• Exercise objective: Can you quote the lines below exactly, starting at the line with "mouth, that would be most helpful." and going through the last one?

━━━━━ Records supplied

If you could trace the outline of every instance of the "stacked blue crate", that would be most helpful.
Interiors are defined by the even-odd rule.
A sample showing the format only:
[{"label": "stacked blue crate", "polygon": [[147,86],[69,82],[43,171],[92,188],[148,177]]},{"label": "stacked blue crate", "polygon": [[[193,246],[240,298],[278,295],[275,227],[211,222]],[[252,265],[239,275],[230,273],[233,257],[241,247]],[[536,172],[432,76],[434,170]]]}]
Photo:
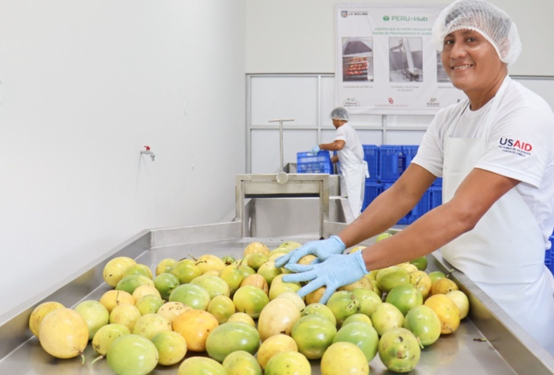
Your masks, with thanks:
[{"label": "stacked blue crate", "polygon": [[430,209],[433,209],[443,204],[443,187],[442,186],[432,186],[429,190],[431,192]]},{"label": "stacked blue crate", "polygon": [[[552,234],[552,235],[550,236],[550,244],[551,245],[550,250],[550,264],[547,266],[548,267],[548,269],[550,270],[550,271],[552,272],[553,274],[554,274],[554,233]],[[547,251],[546,252],[548,253],[548,251]],[[545,260],[545,264],[546,264],[546,258]]]},{"label": "stacked blue crate", "polygon": [[379,147],[375,145],[362,145],[363,160],[367,163],[369,178],[366,181],[377,182],[379,181]]},{"label": "stacked blue crate", "polygon": [[429,210],[431,209],[430,196],[431,192],[428,189],[427,191],[423,193],[418,204],[412,209],[412,212],[407,215],[408,224],[412,224],[429,212]]},{"label": "stacked blue crate", "polygon": [[311,152],[296,153],[296,172],[299,173],[333,173],[333,165],[329,151],[320,151],[317,155]]},{"label": "stacked blue crate", "polygon": [[379,181],[394,182],[402,173],[402,146],[382,146],[379,149]]},{"label": "stacked blue crate", "polygon": [[362,204],[362,210],[370,205],[370,203],[381,194],[381,185],[373,181],[366,180],[366,190],[363,195],[363,203]]},{"label": "stacked blue crate", "polygon": [[[381,192],[382,193],[387,189],[389,188],[394,184],[393,182],[383,182],[381,183]],[[410,223],[410,216],[411,215],[411,212],[408,213],[407,215],[404,216],[403,218],[398,220],[397,224],[407,224]]]},{"label": "stacked blue crate", "polygon": [[[408,168],[408,166],[410,165],[412,162],[412,160],[416,156],[416,154],[417,153],[417,149],[419,148],[419,146],[411,146],[407,145],[404,145],[402,146],[402,156],[404,157],[403,162],[403,167],[402,172],[406,170]],[[402,173],[401,173],[402,174]]]}]

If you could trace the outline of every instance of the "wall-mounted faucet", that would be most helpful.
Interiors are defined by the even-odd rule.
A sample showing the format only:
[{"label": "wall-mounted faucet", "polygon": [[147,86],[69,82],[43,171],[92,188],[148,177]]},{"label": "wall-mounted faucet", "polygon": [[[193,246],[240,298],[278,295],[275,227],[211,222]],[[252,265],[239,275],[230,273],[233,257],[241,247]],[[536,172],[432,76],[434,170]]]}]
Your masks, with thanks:
[{"label": "wall-mounted faucet", "polygon": [[141,150],[140,152],[141,155],[144,154],[145,155],[150,155],[150,158],[152,159],[152,161],[154,161],[154,158],[156,157],[156,155],[154,155],[153,152],[150,151],[150,146],[144,146],[144,148],[146,148],[146,150]]}]

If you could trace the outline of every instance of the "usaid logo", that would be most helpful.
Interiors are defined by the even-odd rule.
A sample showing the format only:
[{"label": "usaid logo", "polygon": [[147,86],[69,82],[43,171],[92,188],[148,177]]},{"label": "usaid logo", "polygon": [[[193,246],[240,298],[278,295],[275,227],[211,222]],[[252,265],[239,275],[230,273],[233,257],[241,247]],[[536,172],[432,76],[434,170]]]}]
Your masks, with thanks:
[{"label": "usaid logo", "polygon": [[530,143],[526,143],[525,142],[516,140],[514,141],[507,138],[500,138],[500,144],[501,146],[507,146],[508,147],[519,148],[524,151],[530,151],[533,149],[533,146]]}]

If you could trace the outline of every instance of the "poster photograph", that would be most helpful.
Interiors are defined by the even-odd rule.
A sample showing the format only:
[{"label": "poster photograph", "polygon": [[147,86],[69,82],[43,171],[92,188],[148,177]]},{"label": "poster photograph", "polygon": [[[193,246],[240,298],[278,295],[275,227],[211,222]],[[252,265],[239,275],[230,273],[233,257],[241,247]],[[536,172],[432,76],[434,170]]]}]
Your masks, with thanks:
[{"label": "poster photograph", "polygon": [[335,7],[337,105],[355,114],[434,115],[463,99],[431,43],[440,7]]}]

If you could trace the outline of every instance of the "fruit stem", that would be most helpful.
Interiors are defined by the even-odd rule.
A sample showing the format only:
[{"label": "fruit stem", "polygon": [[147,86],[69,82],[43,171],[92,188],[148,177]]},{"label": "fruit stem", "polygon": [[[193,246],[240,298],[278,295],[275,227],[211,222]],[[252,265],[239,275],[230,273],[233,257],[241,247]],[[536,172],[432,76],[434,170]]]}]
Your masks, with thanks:
[{"label": "fruit stem", "polygon": [[98,361],[99,359],[101,359],[103,358],[104,356],[98,356],[98,357],[96,357],[93,360],[93,362],[90,362],[90,364],[94,364],[94,362]]}]

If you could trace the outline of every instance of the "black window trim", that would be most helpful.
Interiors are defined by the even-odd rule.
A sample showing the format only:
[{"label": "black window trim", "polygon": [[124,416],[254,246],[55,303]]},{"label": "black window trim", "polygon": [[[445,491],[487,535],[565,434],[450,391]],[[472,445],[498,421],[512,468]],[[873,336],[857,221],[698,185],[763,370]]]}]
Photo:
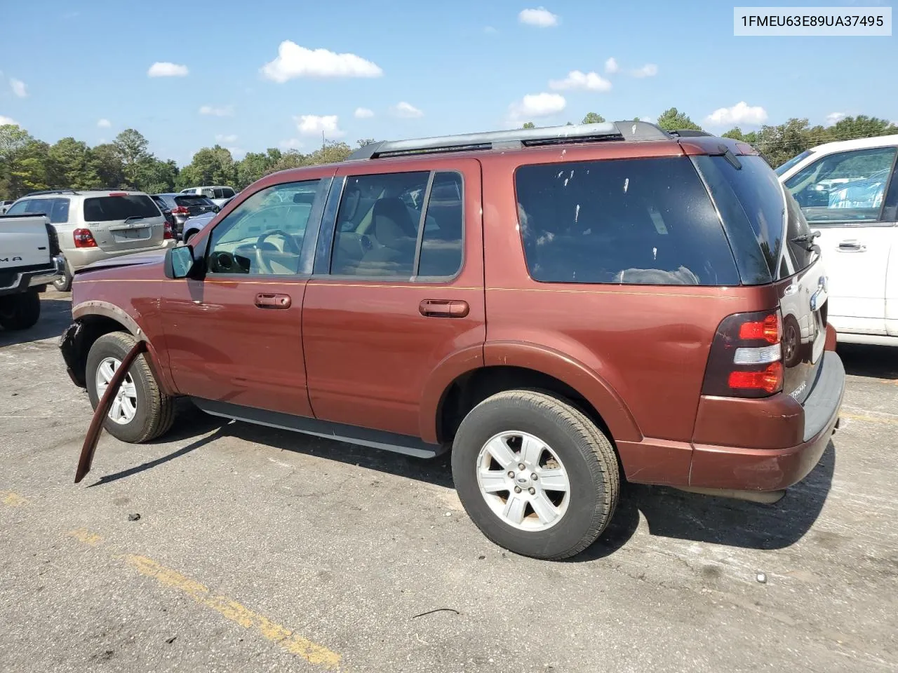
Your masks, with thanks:
[{"label": "black window trim", "polygon": [[[839,152],[831,152],[828,154],[822,154],[817,159],[817,161],[811,162],[809,164],[807,164],[807,166],[813,166],[814,164],[817,163],[818,162],[826,161],[827,157],[832,156],[833,154],[847,154],[850,152],[865,152],[867,150],[885,150],[885,149],[894,150],[894,155],[892,157],[892,168],[890,169],[891,172],[889,173],[889,179],[886,180],[886,182],[885,182],[885,189],[883,192],[883,203],[882,203],[882,205],[879,206],[879,214],[876,215],[876,220],[860,220],[860,221],[858,221],[858,220],[826,220],[825,222],[819,222],[817,220],[813,220],[812,221],[812,220],[807,220],[807,214],[805,214],[805,209],[802,208],[801,212],[802,212],[802,214],[805,214],[805,219],[807,220],[807,226],[809,226],[812,231],[814,230],[814,229],[832,229],[834,227],[857,229],[857,228],[859,228],[859,227],[891,227],[891,226],[894,226],[895,223],[885,220],[884,219],[884,215],[885,214],[885,206],[888,205],[888,204],[886,204],[886,199],[888,198],[888,196],[889,196],[889,189],[892,187],[892,182],[893,182],[893,180],[898,179],[898,175],[896,175],[896,173],[898,173],[898,145],[894,145],[894,144],[883,144],[883,145],[878,145],[876,147],[858,147],[858,148],[856,148],[854,150],[841,150]],[[806,166],[805,168],[807,168],[807,166]],[[786,189],[787,191],[788,190],[788,188],[786,187],[786,181],[788,180],[791,178],[794,178],[797,173],[798,173],[798,171],[797,170],[795,173],[793,173],[792,175],[790,175],[785,180],[780,180],[780,182],[782,183],[782,186],[783,186],[784,189]],[[791,192],[789,192],[789,194],[791,194]],[[799,207],[801,207],[801,206],[799,206]],[[837,208],[833,208],[833,210],[837,210]]]},{"label": "black window trim", "polygon": [[[367,281],[372,283],[372,286],[376,287],[378,282],[391,282],[391,283],[409,283],[409,284],[446,284],[453,283],[464,271],[464,266],[466,262],[465,258],[465,249],[467,243],[467,216],[465,214],[465,205],[466,205],[466,192],[465,192],[465,182],[464,182],[464,173],[455,168],[452,169],[440,169],[432,168],[426,169],[429,175],[427,176],[427,185],[425,190],[424,200],[421,204],[421,219],[418,221],[418,241],[415,246],[415,260],[412,265],[414,273],[411,276],[409,275],[356,275],[350,274],[331,274],[330,267],[333,261],[333,250],[334,250],[334,241],[337,238],[337,215],[339,213],[339,205],[343,200],[343,191],[346,189],[346,183],[349,178],[362,177],[362,176],[374,176],[374,175],[397,175],[401,173],[420,173],[424,172],[421,170],[384,170],[380,172],[370,172],[370,173],[355,173],[351,175],[338,176],[334,179],[334,182],[339,181],[339,185],[335,184],[336,188],[332,188],[330,193],[328,195],[328,203],[324,208],[324,219],[321,223],[321,228],[320,232],[321,240],[319,241],[316,253],[315,253],[315,264],[314,270],[312,274],[313,279],[331,279],[331,280],[341,280],[341,281]],[[437,173],[455,173],[459,177],[459,180],[462,184],[461,188],[461,201],[462,201],[462,259],[459,264],[458,269],[452,275],[420,275],[418,274],[418,265],[420,264],[421,257],[421,243],[424,240],[424,227],[427,222],[427,206],[430,205],[430,191],[433,186],[434,179]]]},{"label": "black window trim", "polygon": [[[332,176],[325,176],[322,178],[309,178],[308,179],[290,179],[285,180],[283,182],[275,182],[270,185],[266,185],[254,192],[248,193],[245,198],[241,199],[241,202],[237,204],[230,213],[224,215],[221,220],[216,223],[215,226],[209,230],[208,235],[206,237],[205,245],[203,248],[202,254],[202,278],[204,282],[209,280],[215,282],[216,279],[226,279],[230,282],[235,280],[243,280],[248,283],[254,283],[259,281],[277,281],[279,283],[293,283],[299,280],[307,280],[312,276],[312,265],[309,258],[311,257],[308,250],[314,250],[315,241],[314,240],[318,238],[319,229],[321,222],[321,214],[324,210],[324,202],[328,197],[328,192],[330,189],[330,185],[333,178]],[[318,187],[315,189],[315,198],[312,203],[312,209],[309,211],[309,219],[305,223],[305,233],[303,234],[303,244],[300,246],[299,250],[299,270],[295,274],[222,274],[209,271],[209,250],[212,247],[212,236],[215,230],[222,225],[223,223],[227,222],[227,219],[233,214],[237,208],[239,208],[243,203],[252,198],[255,195],[265,191],[266,189],[272,189],[282,185],[292,185],[299,182],[318,182]],[[202,195],[200,195],[202,196]],[[236,195],[235,195],[236,196]],[[230,205],[230,204],[228,204]],[[196,254],[197,249],[194,248],[194,258],[198,256]],[[211,277],[210,277],[211,276]]]}]

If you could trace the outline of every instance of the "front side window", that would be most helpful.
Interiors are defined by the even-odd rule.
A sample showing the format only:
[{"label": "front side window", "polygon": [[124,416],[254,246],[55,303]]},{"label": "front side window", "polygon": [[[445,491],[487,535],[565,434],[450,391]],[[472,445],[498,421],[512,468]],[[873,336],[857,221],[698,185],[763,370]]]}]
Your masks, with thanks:
[{"label": "front side window", "polygon": [[720,221],[688,158],[521,166],[515,183],[533,280],[739,284]]},{"label": "front side window", "polygon": [[786,180],[809,223],[878,222],[894,147],[828,154]]},{"label": "front side window", "polygon": [[256,192],[212,231],[210,274],[293,275],[319,180],[286,182]]},{"label": "front side window", "polygon": [[462,176],[453,171],[347,178],[330,273],[403,279],[454,275],[462,266],[463,203]]}]

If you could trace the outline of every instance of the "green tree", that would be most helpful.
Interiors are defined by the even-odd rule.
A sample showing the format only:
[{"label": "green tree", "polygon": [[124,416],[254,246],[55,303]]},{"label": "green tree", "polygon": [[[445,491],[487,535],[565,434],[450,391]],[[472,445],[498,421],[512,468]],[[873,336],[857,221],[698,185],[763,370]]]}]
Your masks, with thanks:
[{"label": "green tree", "polygon": [[687,115],[682,114],[682,112],[678,110],[676,108],[665,109],[658,115],[656,124],[665,131],[677,131],[681,128],[690,128],[695,131],[701,130],[701,127],[690,119]]},{"label": "green tree", "polygon": [[62,138],[48,152],[52,187],[89,189],[100,187],[100,179],[87,144],[73,137]]}]

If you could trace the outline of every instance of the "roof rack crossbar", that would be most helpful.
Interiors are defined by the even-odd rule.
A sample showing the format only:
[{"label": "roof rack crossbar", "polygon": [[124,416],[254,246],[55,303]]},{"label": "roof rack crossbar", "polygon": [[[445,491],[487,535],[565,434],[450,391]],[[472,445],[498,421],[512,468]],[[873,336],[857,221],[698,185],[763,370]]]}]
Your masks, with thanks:
[{"label": "roof rack crossbar", "polygon": [[516,128],[507,131],[441,135],[415,140],[381,141],[359,147],[349,155],[348,161],[409,154],[519,149],[564,143],[589,143],[606,140],[668,140],[670,137],[658,127],[645,121],[577,124],[564,127]]}]

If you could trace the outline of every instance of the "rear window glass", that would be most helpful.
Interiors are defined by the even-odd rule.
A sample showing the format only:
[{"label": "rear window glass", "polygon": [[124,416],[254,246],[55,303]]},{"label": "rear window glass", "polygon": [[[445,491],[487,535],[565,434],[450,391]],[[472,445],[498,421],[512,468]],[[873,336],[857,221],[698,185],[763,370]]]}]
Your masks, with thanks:
[{"label": "rear window glass", "polygon": [[129,217],[159,217],[153,199],[143,194],[126,197],[92,197],[84,199],[84,219],[88,222],[112,222]]},{"label": "rear window glass", "polygon": [[779,249],[786,198],[776,173],[760,156],[739,156],[736,168],[724,156],[697,156],[735,255],[743,283],[779,277]]},{"label": "rear window glass", "polygon": [[198,194],[175,197],[174,201],[178,205],[183,205],[185,208],[189,208],[191,205],[212,205],[212,202],[209,199],[206,197],[200,197]]},{"label": "rear window glass", "polygon": [[720,221],[687,158],[522,166],[515,179],[536,281],[739,284]]}]

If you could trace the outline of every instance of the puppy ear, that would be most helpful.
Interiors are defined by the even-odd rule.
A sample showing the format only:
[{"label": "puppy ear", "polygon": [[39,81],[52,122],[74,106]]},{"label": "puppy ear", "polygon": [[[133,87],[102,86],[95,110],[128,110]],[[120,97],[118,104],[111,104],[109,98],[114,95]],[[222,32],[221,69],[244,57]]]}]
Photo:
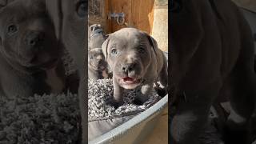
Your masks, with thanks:
[{"label": "puppy ear", "polygon": [[102,45],[102,52],[105,57],[105,60],[107,62],[107,50],[109,46],[110,39],[106,38],[106,41]]},{"label": "puppy ear", "polygon": [[157,41],[153,38],[151,37],[150,35],[149,35],[148,34],[145,33],[144,34],[146,34],[147,39],[149,40],[154,51],[154,54],[157,54],[157,51],[156,50],[158,49],[158,42]]},{"label": "puppy ear", "polygon": [[46,0],[46,11],[48,12],[50,18],[54,22],[55,28],[55,34],[58,39],[61,37],[62,31],[62,3],[61,0]]}]

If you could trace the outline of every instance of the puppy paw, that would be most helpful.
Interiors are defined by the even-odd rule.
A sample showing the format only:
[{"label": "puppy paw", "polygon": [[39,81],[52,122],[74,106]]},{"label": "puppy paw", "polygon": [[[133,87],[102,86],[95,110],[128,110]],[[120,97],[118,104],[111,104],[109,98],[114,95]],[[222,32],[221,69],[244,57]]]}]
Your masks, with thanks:
[{"label": "puppy paw", "polygon": [[135,98],[134,103],[137,106],[142,106],[144,102],[142,102],[139,98]]},{"label": "puppy paw", "polygon": [[164,88],[161,88],[161,87],[154,87],[154,90],[156,90],[156,92],[158,93],[158,94],[160,96],[160,97],[164,97],[167,94],[167,90]]}]

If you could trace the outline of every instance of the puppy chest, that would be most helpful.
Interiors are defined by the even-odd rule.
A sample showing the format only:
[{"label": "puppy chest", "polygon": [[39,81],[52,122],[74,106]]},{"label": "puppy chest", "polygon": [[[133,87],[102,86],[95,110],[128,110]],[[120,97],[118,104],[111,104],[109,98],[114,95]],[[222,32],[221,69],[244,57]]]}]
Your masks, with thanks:
[{"label": "puppy chest", "polygon": [[64,80],[58,75],[54,68],[46,71],[46,82],[54,94],[61,93],[65,88]]}]

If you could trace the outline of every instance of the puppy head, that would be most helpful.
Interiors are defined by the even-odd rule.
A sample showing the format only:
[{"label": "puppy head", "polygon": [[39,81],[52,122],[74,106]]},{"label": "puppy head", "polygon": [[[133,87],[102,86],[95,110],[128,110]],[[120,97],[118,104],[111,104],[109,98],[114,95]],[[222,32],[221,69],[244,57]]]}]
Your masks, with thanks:
[{"label": "puppy head", "polygon": [[54,26],[42,0],[16,0],[0,11],[0,52],[14,69],[36,73],[60,56]]},{"label": "puppy head", "polygon": [[96,70],[102,71],[107,66],[102,48],[94,48],[88,51],[88,67]]},{"label": "puppy head", "polygon": [[46,9],[54,23],[57,38],[69,50],[81,75],[85,71],[85,44],[87,39],[86,0],[46,0]]},{"label": "puppy head", "polygon": [[156,46],[152,37],[134,28],[123,28],[109,35],[102,50],[119,86],[134,89],[146,78]]},{"label": "puppy head", "polygon": [[100,24],[94,24],[89,27],[88,36],[92,36],[94,34],[103,34],[102,27]]}]

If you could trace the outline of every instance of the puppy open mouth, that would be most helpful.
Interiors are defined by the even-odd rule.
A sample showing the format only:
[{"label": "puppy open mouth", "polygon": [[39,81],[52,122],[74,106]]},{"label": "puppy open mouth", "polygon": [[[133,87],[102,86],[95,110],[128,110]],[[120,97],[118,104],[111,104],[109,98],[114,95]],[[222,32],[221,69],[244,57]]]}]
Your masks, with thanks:
[{"label": "puppy open mouth", "polygon": [[139,84],[141,82],[140,79],[133,78],[130,77],[126,77],[121,79],[122,82],[126,85],[134,85]]}]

━━━━━━━━━━

• Exercise response:
If you could trace the outline of every instance of the puppy open mouth, that would be most helpful.
Interiors are defined by the even-odd rule.
A sample showing the format only:
[{"label": "puppy open mouth", "polygon": [[39,81],[52,122],[74,106]]},{"label": "puppy open mouth", "polygon": [[[133,87],[102,86],[95,110],[128,110]],[[120,97],[118,104],[111,104],[109,98],[114,95]],[[222,32],[221,69],[244,57]]]}]
Your masks, with thanks:
[{"label": "puppy open mouth", "polygon": [[139,84],[141,82],[140,79],[133,78],[130,77],[126,77],[121,79],[122,82],[126,85],[134,85]]}]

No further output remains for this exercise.